Job: The output should consist solely of the line containing "Put a point on every instance of the office" and the lines that follow it through the end of the data below.

Coordinate labeling data
++++++++++++++++++++

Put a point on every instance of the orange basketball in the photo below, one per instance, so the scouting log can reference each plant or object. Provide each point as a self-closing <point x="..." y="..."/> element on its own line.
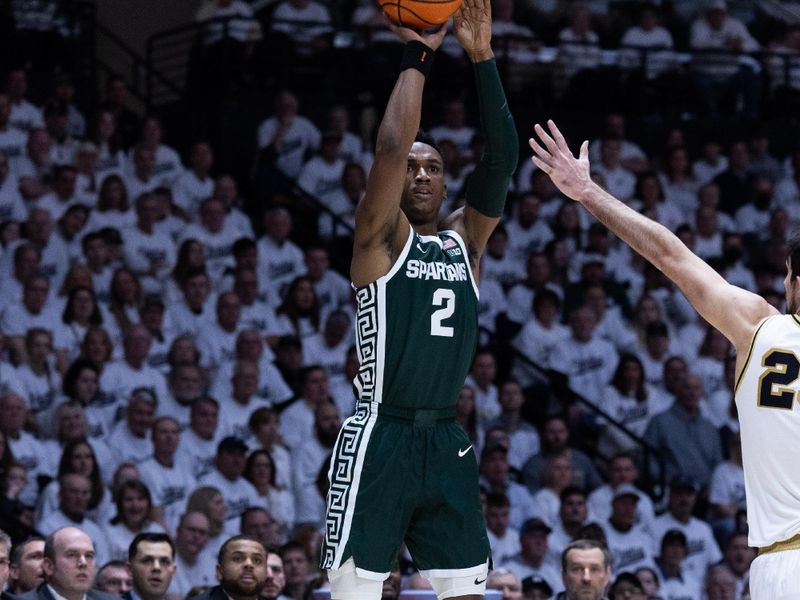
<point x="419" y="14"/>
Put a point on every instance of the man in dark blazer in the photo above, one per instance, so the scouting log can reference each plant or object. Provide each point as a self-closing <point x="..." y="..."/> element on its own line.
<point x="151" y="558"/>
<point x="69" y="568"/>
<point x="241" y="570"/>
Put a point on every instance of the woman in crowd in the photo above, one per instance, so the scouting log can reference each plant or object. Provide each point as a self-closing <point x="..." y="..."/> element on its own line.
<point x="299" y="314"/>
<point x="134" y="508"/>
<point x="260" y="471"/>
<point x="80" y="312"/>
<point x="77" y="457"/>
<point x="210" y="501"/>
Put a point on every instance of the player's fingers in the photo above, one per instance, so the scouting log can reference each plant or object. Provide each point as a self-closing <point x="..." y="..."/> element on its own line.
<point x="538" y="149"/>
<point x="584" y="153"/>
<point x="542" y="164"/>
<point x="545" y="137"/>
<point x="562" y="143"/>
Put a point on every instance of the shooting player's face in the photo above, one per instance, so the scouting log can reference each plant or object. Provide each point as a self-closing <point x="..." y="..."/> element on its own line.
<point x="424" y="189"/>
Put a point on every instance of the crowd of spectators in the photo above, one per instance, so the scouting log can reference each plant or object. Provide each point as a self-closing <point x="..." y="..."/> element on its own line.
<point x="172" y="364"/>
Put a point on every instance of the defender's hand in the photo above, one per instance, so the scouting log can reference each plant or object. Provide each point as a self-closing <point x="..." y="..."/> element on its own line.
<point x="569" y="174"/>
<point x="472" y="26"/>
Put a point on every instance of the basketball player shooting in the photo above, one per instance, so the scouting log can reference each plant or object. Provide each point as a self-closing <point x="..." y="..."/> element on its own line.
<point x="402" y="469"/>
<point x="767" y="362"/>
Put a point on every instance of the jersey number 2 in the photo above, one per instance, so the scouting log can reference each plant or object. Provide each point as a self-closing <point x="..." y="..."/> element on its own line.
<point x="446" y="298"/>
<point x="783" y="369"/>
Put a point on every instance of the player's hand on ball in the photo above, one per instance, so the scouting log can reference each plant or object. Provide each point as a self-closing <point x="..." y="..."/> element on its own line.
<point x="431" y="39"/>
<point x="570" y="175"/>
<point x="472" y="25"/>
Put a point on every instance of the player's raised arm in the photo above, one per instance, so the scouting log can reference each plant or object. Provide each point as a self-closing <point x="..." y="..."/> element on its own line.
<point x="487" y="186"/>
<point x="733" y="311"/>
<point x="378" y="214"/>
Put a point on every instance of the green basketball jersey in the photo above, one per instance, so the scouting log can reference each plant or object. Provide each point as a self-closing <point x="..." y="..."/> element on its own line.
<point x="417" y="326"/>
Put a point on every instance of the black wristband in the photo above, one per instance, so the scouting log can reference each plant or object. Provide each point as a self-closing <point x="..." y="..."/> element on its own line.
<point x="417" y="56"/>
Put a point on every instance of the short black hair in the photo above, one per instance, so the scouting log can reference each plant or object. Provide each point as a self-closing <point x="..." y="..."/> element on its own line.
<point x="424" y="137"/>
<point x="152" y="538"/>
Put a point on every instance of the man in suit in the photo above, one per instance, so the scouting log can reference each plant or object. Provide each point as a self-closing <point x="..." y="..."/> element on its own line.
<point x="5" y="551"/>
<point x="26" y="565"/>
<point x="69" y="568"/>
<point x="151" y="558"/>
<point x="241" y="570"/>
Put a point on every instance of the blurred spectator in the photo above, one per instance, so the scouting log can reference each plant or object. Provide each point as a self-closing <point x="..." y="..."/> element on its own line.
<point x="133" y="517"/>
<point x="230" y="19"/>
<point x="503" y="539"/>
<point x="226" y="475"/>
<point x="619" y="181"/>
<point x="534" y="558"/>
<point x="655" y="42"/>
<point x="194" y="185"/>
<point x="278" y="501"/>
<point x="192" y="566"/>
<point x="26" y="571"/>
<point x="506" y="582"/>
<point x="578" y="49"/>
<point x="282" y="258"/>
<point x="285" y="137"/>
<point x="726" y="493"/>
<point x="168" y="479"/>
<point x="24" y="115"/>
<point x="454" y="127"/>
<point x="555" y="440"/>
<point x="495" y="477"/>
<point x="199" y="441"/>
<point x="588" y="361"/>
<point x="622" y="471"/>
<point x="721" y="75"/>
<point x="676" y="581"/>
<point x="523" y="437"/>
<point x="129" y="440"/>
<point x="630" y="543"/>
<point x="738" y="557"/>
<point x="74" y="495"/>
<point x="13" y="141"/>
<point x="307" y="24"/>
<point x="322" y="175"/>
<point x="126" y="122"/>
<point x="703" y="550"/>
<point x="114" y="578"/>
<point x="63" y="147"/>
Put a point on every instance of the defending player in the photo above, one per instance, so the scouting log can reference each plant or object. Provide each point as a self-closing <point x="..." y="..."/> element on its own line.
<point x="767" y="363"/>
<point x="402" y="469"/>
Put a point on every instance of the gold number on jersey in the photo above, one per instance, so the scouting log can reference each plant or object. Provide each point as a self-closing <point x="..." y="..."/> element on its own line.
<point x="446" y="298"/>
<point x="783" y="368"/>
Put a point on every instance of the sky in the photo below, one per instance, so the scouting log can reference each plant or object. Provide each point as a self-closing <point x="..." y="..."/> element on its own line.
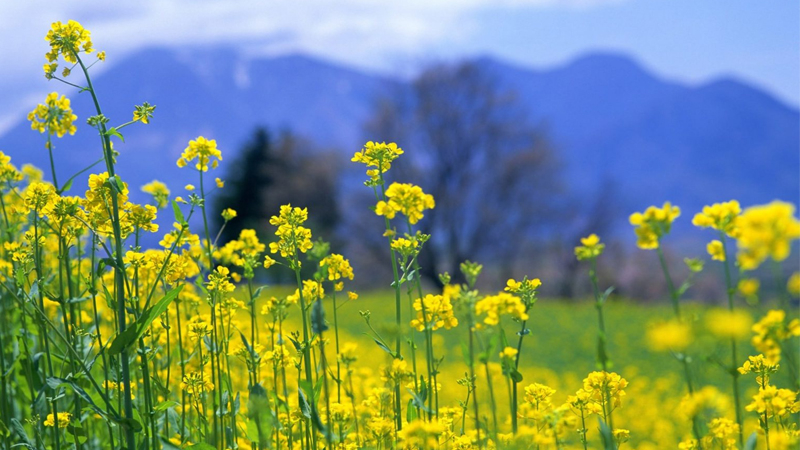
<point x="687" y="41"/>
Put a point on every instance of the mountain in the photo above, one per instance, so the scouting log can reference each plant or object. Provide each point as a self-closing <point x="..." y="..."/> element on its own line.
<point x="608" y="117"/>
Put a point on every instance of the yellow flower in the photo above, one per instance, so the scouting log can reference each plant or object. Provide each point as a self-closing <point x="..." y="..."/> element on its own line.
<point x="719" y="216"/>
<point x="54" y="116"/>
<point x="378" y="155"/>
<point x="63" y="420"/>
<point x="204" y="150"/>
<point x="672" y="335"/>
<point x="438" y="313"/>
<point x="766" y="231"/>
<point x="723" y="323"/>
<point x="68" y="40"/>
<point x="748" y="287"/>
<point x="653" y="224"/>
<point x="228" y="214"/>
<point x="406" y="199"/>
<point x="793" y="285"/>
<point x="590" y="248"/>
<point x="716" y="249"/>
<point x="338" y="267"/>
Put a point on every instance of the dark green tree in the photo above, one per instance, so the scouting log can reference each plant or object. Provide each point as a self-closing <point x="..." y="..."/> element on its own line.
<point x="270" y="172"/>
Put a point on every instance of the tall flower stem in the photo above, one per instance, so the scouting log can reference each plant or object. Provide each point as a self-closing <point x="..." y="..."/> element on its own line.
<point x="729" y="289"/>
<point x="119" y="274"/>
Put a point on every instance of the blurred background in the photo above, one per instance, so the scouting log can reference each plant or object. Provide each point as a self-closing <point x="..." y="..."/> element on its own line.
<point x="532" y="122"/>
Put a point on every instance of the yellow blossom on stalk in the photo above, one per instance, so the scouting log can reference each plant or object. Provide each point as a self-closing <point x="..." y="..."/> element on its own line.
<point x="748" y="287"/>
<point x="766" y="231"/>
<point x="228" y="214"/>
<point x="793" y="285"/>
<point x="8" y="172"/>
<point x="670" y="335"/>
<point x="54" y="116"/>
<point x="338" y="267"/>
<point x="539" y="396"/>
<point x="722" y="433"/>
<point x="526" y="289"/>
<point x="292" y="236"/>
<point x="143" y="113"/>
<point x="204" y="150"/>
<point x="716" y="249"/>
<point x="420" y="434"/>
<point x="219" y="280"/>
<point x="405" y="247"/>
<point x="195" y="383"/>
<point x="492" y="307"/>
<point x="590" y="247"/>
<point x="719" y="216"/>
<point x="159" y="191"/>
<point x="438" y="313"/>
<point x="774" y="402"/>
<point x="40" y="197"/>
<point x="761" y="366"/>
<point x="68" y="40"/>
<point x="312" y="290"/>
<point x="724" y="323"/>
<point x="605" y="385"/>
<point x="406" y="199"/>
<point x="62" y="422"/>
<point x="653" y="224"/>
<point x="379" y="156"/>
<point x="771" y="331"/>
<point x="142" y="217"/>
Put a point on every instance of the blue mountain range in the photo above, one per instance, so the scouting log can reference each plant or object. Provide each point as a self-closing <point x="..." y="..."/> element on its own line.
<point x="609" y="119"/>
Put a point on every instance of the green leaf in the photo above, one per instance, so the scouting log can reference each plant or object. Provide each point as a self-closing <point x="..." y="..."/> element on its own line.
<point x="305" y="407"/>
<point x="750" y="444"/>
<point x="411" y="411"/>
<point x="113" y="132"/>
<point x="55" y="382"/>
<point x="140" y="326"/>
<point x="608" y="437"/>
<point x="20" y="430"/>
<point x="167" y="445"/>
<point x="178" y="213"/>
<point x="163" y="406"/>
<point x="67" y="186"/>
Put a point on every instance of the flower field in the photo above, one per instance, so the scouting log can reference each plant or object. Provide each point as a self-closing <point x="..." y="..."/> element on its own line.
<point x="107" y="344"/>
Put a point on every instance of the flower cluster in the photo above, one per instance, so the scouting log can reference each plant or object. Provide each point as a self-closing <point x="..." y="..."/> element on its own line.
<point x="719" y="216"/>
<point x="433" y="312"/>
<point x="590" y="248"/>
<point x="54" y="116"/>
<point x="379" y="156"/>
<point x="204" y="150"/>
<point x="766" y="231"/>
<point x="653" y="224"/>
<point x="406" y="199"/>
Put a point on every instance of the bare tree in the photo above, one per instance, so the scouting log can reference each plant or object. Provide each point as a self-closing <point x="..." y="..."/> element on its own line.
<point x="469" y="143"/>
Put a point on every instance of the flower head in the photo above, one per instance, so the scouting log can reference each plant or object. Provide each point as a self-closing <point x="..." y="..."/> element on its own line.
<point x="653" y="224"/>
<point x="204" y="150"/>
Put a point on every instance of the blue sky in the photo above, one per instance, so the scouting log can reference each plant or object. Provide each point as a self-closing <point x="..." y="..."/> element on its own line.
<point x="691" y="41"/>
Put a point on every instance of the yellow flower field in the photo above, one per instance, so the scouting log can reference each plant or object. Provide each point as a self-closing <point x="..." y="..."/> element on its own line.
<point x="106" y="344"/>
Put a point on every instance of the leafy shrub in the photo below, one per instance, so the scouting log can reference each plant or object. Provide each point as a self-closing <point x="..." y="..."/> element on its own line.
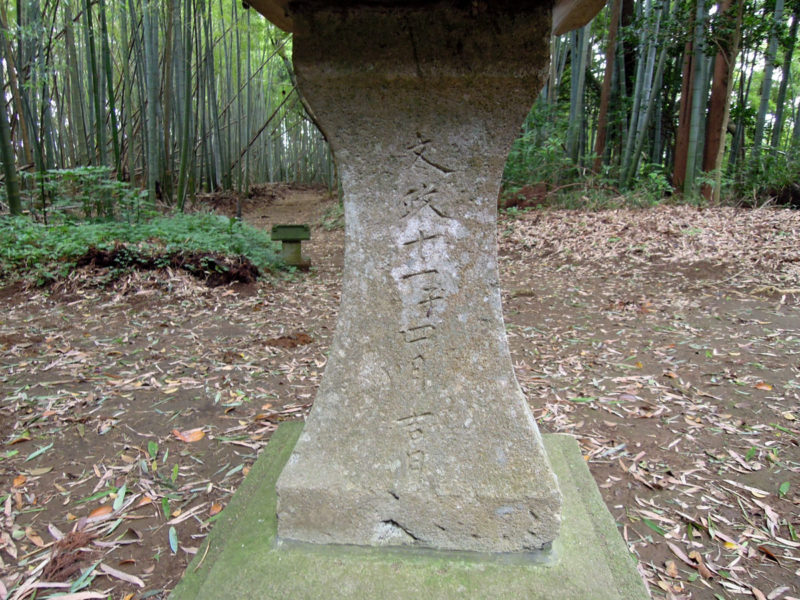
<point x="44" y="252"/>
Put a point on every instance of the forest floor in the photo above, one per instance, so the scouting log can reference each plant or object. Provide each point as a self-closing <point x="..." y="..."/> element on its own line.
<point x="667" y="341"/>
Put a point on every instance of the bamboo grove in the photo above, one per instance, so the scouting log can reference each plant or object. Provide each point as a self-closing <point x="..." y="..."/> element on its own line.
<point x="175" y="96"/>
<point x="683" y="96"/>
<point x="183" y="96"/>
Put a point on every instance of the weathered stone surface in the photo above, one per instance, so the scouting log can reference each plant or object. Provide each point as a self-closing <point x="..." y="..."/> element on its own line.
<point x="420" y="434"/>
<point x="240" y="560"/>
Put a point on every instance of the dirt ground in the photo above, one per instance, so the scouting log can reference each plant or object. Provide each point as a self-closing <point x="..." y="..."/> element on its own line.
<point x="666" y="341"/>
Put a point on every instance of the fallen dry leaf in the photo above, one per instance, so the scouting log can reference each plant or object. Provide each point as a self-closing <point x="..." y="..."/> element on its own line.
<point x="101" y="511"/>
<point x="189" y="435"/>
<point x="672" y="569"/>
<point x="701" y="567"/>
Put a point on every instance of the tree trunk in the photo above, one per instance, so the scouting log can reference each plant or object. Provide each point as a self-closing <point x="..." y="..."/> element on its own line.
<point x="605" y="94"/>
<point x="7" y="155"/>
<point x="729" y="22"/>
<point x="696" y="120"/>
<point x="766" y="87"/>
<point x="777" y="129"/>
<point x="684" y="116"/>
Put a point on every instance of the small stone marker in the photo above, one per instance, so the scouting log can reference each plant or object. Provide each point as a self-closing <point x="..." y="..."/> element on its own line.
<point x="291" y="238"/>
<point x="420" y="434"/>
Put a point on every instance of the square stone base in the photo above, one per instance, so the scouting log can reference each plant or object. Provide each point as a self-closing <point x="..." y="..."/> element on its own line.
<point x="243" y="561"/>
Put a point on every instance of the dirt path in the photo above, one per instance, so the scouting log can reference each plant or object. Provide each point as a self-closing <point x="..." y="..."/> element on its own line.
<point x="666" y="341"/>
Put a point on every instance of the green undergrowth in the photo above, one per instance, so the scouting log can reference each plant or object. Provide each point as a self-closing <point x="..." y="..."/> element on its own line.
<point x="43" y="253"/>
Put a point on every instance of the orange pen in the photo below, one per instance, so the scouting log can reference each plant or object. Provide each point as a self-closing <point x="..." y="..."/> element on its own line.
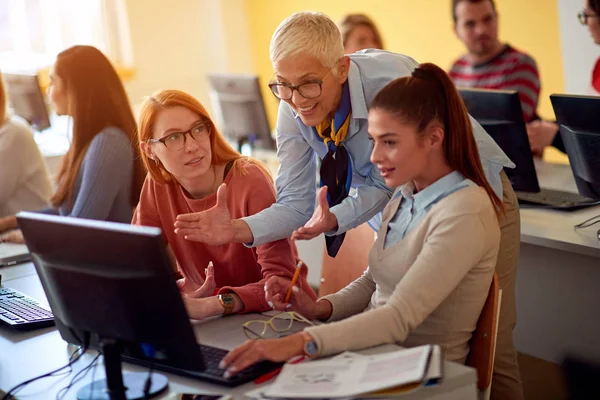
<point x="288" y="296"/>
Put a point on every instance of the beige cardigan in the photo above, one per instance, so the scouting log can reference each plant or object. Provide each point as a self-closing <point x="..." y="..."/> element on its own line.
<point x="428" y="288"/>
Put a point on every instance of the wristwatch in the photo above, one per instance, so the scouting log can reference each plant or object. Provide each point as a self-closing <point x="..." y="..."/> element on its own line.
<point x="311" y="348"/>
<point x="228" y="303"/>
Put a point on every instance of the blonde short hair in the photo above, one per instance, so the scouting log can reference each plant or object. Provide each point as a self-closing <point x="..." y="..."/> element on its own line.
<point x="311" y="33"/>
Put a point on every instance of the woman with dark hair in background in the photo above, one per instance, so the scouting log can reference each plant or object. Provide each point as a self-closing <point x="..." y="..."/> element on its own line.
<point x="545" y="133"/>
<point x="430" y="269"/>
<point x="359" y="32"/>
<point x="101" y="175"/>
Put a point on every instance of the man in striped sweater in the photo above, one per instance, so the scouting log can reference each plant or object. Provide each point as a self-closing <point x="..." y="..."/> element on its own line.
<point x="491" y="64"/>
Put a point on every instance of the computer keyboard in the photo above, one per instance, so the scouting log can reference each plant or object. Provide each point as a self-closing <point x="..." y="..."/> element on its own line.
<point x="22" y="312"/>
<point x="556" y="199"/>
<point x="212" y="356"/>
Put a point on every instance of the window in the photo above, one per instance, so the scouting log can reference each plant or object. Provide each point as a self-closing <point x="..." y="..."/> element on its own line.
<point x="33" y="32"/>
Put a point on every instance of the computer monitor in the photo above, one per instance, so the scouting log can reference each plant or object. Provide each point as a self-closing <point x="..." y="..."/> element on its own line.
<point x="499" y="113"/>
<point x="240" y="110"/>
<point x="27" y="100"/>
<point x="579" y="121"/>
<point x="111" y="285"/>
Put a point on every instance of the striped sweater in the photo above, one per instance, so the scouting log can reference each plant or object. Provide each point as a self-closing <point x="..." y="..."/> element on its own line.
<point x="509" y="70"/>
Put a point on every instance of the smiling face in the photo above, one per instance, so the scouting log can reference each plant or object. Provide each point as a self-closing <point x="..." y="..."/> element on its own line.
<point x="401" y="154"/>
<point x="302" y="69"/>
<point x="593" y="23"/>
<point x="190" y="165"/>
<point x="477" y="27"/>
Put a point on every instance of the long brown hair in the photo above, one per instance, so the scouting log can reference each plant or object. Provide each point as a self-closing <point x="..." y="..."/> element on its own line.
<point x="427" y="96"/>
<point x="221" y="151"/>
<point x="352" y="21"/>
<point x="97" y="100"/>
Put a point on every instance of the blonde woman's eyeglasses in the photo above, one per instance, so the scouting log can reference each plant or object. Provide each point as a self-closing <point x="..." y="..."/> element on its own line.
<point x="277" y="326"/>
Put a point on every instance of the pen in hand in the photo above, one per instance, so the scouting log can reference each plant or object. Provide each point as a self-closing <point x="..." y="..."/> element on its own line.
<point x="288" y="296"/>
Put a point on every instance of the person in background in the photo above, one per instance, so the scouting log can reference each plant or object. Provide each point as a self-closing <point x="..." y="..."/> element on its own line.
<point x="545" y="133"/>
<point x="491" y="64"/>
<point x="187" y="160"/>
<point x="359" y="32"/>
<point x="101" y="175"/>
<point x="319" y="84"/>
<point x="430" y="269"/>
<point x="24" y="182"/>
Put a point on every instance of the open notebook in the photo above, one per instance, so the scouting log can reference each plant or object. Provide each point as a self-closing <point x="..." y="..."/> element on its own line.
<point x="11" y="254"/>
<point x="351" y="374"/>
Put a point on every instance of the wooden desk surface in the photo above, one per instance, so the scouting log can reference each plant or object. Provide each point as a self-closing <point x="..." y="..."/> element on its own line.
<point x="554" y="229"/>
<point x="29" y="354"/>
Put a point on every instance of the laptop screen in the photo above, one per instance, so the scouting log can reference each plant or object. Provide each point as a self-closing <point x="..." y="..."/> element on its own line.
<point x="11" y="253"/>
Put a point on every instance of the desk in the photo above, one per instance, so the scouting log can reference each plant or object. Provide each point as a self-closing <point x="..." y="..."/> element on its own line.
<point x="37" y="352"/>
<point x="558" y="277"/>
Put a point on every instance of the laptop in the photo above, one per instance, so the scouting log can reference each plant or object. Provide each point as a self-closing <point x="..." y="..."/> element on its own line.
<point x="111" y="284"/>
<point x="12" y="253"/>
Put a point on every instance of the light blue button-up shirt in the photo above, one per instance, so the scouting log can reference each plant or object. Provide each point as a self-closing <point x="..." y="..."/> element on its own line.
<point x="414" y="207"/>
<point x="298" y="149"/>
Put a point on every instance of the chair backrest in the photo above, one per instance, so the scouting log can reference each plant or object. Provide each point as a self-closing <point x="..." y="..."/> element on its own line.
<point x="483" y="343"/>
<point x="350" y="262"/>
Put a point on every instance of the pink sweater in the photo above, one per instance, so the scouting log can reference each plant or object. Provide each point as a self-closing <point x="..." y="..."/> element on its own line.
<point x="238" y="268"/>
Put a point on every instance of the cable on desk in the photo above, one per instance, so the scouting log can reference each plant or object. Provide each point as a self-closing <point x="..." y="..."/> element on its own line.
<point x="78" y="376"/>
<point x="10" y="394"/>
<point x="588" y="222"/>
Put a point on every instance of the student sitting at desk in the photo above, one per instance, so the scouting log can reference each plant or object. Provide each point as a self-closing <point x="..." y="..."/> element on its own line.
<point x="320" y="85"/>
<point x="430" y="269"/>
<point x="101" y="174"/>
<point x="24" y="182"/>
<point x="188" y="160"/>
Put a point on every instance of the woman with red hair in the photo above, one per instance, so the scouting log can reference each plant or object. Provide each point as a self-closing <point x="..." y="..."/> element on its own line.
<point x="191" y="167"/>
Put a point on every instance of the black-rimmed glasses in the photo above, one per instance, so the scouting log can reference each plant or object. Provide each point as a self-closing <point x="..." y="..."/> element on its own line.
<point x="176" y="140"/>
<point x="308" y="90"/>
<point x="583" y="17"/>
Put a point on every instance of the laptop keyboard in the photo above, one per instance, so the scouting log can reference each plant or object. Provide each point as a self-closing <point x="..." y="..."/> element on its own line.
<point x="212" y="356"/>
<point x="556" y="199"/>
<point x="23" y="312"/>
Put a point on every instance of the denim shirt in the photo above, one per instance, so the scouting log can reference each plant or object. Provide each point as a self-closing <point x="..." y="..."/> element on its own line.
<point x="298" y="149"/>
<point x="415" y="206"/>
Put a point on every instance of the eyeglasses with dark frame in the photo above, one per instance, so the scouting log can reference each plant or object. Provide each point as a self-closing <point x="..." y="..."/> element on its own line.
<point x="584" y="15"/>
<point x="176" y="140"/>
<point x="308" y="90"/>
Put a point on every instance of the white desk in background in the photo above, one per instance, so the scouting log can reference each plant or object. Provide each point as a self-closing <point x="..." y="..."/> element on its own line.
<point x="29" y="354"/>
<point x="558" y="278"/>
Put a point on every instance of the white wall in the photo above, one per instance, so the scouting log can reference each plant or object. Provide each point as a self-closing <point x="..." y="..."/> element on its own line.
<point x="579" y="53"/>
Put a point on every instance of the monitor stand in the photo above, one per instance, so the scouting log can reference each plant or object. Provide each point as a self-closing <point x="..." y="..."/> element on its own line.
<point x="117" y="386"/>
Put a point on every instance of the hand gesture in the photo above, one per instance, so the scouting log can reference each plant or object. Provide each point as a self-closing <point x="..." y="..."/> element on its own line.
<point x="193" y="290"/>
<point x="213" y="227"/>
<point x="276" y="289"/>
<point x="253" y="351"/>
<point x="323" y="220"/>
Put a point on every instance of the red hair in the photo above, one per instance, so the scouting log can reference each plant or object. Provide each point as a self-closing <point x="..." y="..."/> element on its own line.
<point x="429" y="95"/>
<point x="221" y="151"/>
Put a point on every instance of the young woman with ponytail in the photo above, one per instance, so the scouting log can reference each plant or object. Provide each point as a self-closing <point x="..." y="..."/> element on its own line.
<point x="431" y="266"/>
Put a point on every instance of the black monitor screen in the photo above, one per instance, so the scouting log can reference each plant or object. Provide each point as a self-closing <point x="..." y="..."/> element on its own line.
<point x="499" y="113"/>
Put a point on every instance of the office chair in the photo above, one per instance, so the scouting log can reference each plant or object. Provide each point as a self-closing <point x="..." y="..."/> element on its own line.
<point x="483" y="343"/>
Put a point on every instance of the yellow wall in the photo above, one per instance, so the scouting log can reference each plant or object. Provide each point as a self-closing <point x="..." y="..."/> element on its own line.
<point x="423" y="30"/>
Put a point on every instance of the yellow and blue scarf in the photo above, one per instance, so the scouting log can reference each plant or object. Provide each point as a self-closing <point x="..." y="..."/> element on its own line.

++++++++++++++++++++

Output below:
Put a point on every instance of the office chair in the photo above, one per instance, so the scouting log can reference each plant or object. Provide each point as a self-closing <point x="..." y="..."/> element on its own line.
<point x="483" y="343"/>
Put a point on every instance of the yellow wall in the photo above, one per instance, so the scouting log can reference each plant or object. Provide each point as a self-closing <point x="..." y="..."/> element on its own line.
<point x="423" y="30"/>
Put a point on every instance of the yellow and blue scarf in the photo above, one per instance, so the scouting log can reference each plant or object. Provide each point as a self-closing <point x="..." y="..."/> element on its own line.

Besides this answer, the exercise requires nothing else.